**** EXCERPT
11. We note your disclosure on the fourth page of Part II regarding the exemptions you relied upon for the merger. Please clarify how you determined to rely upon 4(a)(2) of the Securities Act of 1933 and Rule 506 of Regulation D. It appears that you may have exchanged stock only with accredited investors and provided a cash payment to all others. Please confirm whether our understanding is correct.
In response to the Staff’s comment, the Company has revised the disclosure on the fourth page of Part II regarding the exemptions relied upon for the Merger. More specifically, the Company determined that the issuance of the securities qualified for an exemption under 4(a)(2) of the Securities Act of 1933 (the “Securities Act”) and Rule 506(b) of Regulation D because the stockholders of Viveve, Inc. (i) who received the merger consideration were accredited investors, as defined in Rule 501 of Regulation D promulgated under the Securities Act and (ii) had access to information about the Company that was generally the same as information required to be delivered in a registered offering. In addition, the merger consideration was offered to less than 35 non-accredited stockholders and the Company did not use any form of general solicitation or advertising to offer the securities issued.
Additionally, the Staff’s understanding that the Company exchanged stock only with accredited investors and provided a cash payment to non-accredited investors is correct.
12. Please disclose the terms of all material agreements here. We note your reference to a Form 8-K for a further description of your Loan and Security Agreement with Square 1 Bank, but that disclosure is not properly incorporated by reference.
In response to the Staff’s comment, the Company has revised its disclosure accordingly. Please see pages 31-32 of the Amendment No. 1.
Amanda Ravitz
Assistant Director
Division of Corporation Finance
United States Securities and Exchange Commission
January 23, 2015
Page 5
Liquidity and Capital Resources, page 36
13. Please disclose any current commitments for the second tranche of your September 20, 2014 Loan and Security Agreement and any uncertainties that you reasonably expect will have an unfavorable impact on receiving the second tranche as required by Item 303(a)(2) and (3).
In response to the Staff’s comment, the Company has revised its disclosure on page 35 of Amendment No. 1.
Market for a Proven Solution,… page 41
14. You refer to a consumer survey on page 41 and indicate that its results “suggested that vaginal laxity is a significant unmet need.” Please provide us a copy of this survey supplementally.
********
**** RECORDS PROVIDED
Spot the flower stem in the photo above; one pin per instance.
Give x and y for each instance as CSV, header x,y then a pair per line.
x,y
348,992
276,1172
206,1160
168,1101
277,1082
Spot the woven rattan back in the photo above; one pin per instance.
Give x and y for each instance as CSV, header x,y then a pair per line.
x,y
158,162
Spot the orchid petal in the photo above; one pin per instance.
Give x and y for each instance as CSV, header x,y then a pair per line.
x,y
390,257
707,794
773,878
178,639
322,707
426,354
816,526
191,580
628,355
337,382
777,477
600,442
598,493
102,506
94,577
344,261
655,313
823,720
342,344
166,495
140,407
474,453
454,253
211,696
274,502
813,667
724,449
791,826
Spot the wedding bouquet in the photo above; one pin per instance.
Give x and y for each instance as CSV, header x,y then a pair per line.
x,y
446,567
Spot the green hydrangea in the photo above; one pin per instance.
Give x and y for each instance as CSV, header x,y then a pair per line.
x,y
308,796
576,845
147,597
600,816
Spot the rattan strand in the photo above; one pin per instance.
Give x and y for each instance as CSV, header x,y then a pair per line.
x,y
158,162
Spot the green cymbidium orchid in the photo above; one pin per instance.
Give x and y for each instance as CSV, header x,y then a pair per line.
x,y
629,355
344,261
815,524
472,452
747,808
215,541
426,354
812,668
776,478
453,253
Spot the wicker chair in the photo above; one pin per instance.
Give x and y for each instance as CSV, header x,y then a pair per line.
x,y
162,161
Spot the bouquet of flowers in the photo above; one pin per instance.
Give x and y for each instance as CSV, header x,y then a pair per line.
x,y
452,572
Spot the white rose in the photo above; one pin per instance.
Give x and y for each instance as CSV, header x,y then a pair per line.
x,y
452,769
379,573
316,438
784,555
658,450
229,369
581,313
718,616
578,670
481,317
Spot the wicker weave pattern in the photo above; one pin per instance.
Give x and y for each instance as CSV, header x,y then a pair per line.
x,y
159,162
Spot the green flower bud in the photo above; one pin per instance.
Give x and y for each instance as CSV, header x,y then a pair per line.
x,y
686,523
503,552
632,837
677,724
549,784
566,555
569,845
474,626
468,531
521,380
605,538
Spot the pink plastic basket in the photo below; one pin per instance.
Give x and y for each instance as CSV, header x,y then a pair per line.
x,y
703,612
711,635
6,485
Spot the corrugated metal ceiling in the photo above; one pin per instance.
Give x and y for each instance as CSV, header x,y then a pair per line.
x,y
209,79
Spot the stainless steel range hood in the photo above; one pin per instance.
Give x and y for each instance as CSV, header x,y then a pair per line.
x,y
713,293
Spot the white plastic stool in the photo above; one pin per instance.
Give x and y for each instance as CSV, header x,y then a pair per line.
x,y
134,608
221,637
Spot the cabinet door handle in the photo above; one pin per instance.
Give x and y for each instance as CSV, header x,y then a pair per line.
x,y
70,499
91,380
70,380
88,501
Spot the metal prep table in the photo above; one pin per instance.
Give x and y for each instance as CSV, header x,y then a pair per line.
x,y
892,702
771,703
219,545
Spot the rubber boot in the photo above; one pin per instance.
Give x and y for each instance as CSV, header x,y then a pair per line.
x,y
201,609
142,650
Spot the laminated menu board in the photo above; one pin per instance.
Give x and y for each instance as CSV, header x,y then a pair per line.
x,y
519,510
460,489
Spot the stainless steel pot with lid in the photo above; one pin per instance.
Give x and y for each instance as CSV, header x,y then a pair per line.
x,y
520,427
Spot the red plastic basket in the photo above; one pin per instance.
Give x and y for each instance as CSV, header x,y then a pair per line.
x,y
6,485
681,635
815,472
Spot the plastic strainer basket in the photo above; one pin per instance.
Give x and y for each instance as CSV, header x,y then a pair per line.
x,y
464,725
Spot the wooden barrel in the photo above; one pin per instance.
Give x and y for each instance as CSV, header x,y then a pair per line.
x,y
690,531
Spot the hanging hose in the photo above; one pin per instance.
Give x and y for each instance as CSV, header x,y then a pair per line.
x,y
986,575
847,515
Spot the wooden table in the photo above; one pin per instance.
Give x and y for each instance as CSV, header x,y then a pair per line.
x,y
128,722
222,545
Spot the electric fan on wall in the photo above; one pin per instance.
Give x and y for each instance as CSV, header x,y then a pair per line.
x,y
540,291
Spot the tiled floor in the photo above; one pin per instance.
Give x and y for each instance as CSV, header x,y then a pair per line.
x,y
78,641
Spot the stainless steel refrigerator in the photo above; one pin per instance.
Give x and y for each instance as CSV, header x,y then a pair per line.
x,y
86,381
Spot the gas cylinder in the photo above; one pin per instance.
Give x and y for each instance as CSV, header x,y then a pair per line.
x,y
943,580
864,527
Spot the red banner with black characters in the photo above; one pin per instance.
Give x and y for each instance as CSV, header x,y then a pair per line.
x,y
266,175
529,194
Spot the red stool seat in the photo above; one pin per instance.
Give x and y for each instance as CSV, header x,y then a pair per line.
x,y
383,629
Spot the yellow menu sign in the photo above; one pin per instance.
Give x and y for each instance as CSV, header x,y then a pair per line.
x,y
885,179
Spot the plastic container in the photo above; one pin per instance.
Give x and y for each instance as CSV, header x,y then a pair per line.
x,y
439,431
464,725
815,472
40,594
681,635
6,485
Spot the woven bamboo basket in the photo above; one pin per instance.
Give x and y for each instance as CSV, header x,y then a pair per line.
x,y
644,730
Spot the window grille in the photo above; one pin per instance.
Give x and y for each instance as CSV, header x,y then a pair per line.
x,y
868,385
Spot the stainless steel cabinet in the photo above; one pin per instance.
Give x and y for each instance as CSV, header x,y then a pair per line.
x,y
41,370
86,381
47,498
********
- **TASKS AND EXERCISES**
[1] Write out the part of the SEC comment letter starting with "Additionally, the Staff’s" and going on through "the Amendment No. 1.".
[2] Answer these questions about the SEC comment letter:
(a) To fewer than how many non-accredited stockholders was the merger consideration offered?
(b) Which bank is the other party to the Loan and Security Agreement?
(c) On which page of the filing is the consumer survey mentioned?
[3] Continue the SEC comment letter from where it stops.

- **SOLVED TASKS**
[1]
Additionally, the Staff’s understanding that the Company exchanged stock only with accredited investors and provided a cash payment to non-accredited investors is correct.
12. Please disclose the terms of all material agreements here. We note your reference to a Form 8-K for a further description of your Loan and Security Agreement with Square 1 Bank, but that disclosure is not properly incorporated by reference.
In response to the Staff’s comment, the Company has revised its disclosure accordingly. Please see pages 31-32 of the Amendment No. 1.

[2]
(a) 35
(b) Square 1 Bank
(c) Page 41

[3]
In response to the Staff's comment, the Company is sending to the Staff, under separate cover, copies of the OBGYN Alliance Physician Survey and Q&A Research Consumer Survey referenced on pages 39 and 40 of the S-1, respectively. Pursuant to Rule 418(b) of the Securities Act, the Company respectfully requests that the Staff return such surveys upon completion of its review.
15. Please discuss whether your scheduled OUS clinical trial was designed in conjunction with your goal of FDA clearance and what it is intended to show.
In response to the Staff’s comment, the Company has revised its disclosure to disclose that the Company’s OUS Clinical Trial was initiated in the fourth quarter of 2014 and to describe the goal of the OUS Clinical Trial. The disclosure in response to this comment has been provided on pages 45 and 46 of the Amendment No. 1 under the headingClinical Research.
Manufacturing, page 48
16. Please revise your statement in the second sentence of the last paragraph on page 48 that you do not forecast any material costs due to compliance with environmental laws or regulations to account for your disclosure on page 14 that your cooling system may soon be out of compliance with environmental regulations in the United States and European markets. Refer to Regulation S-K Item 101(h)(4)(xi).
The phase out of hydroflurocarbon is anticipated to occur over a 10 year period. While the Company does not believe that it will be required to incur any material costs over the next 12 months in connection with the phase out, in response to the Staff’s comment, the Company has revised its disclosure accordingly. Please see page 47 of the Amendment No. 1.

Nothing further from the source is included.